▶ _DATA FOR THIS EXERCISE_
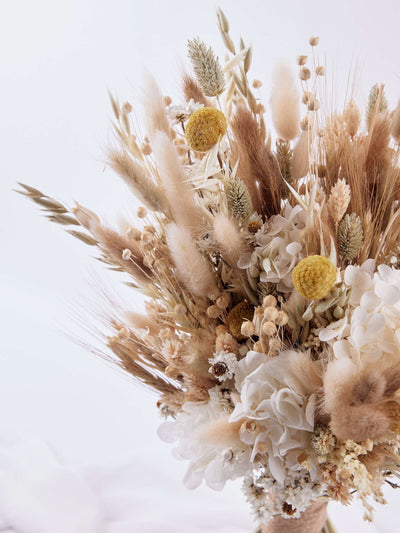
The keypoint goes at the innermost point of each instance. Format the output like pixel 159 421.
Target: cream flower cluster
pixel 278 249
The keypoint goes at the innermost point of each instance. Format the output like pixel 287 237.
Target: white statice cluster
pixel 371 325
pixel 278 249
pixel 268 499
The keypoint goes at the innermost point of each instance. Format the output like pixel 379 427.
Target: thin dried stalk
pixel 284 156
pixel 285 103
pixel 180 195
pixel 136 178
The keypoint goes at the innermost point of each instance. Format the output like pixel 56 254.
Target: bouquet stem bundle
pixel 270 264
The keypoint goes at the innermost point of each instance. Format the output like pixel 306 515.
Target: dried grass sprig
pixel 139 182
pixel 193 91
pixel 179 193
pixel 228 239
pixel 395 125
pixel 350 236
pixel 206 67
pixel 257 166
pixel 154 104
pixel 113 245
pixel 377 103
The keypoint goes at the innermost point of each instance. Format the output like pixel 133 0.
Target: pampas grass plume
pixel 228 238
pixel 193 269
pixel 285 102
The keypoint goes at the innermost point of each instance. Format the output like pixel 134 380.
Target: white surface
pixel 57 60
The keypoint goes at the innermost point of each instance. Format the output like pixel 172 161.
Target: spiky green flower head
pixel 205 126
pixel 314 277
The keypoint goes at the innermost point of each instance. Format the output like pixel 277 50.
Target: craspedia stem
pixel 314 277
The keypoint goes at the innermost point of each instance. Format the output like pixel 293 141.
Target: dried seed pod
pixel 350 236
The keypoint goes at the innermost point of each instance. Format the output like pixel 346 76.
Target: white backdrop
pixel 57 61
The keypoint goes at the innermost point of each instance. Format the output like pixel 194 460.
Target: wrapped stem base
pixel 312 520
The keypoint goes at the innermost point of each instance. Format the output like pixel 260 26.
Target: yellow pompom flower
pixel 314 277
pixel 205 126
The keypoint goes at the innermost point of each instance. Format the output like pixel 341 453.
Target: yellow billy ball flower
pixel 314 277
pixel 204 128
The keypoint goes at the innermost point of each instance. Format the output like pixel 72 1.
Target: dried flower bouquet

▶ _EXERCISE PROMPT_
Can you give every line of the items above as a numbered list, skipping any blank lines and omitting the pictures?

▶ _RESULT OF THIS EXERCISE_
1. The keypoint goes at the innermost point of each instance. Format the output like pixel 159 421.
2. Target: cream flower cluster
3. pixel 278 249
4. The keypoint goes at the innermost point of each instance. Format the output like pixel 287 237.
5. Target: white statice cluster
6. pixel 371 325
7. pixel 278 249
8. pixel 268 499
9. The keypoint goes at the innermost point of each instance. Format the output like pixel 379 427.
10. Target: thin dried stalk
11. pixel 284 156
12. pixel 285 103
13. pixel 180 195
14. pixel 136 178
15. The keypoint goes at the innermost point of each instance. Format the output like pixel 56 254.
16. Target: bouquet stem bundle
17. pixel 270 264
18. The keypoint goes at the innermost point of each instance. Format the output like pixel 306 515.
19. Target: dried grass sprig
20. pixel 139 182
21. pixel 193 91
22. pixel 179 193
23. pixel 228 239
24. pixel 395 125
25. pixel 350 236
26. pixel 206 67
27. pixel 257 166
28. pixel 154 104
29. pixel 113 245
30. pixel 377 103
31. The keypoint goes at the innermost point of each instance. Format the output like pixel 133 0.
32. Target: pampas grass plume
33. pixel 228 238
34. pixel 193 269
35. pixel 285 102
36. The keypoint goes at the innermost point of each instance. Format the output like pixel 134 380.
37. Target: white surface
38. pixel 57 60
39. The keypoint goes at the innermost point of each instance. Format the output like pixel 172 161.
40. Target: spiky green flower head
41. pixel 205 126
42. pixel 314 277
43. The keypoint goes at the innermost point of each instance. Format the output like pixel 277 50.
44. Target: craspedia stem
45. pixel 314 277
46. The keypoint goes at the innermost point of each instance. Format the output like pixel 293 141.
47. Target: dried seed pod
48. pixel 350 236
49. The keypoint goes at the innermost point of each instance. Format the output like pixel 346 76.
50. Target: white backdrop
51. pixel 57 61
52. The keypoint goes at the innermost point of each instance. Format the output like pixel 194 460.
53. Target: wrapped stem base
54. pixel 312 520
55. The keypoint goes at the innermost point of each instance. Format the output like pixel 260 26.
56. Target: yellow pompom flower
57. pixel 314 277
58. pixel 205 126
59. The keypoint goes at the innermost point of each instance. Format the output like pixel 341 453.
60. Target: yellow billy ball flower
61. pixel 314 277
62. pixel 204 128
63. The keypoint goes at the innermost point of each instance. Format the output like pixel 72 1.
64. Target: dried flower bouquet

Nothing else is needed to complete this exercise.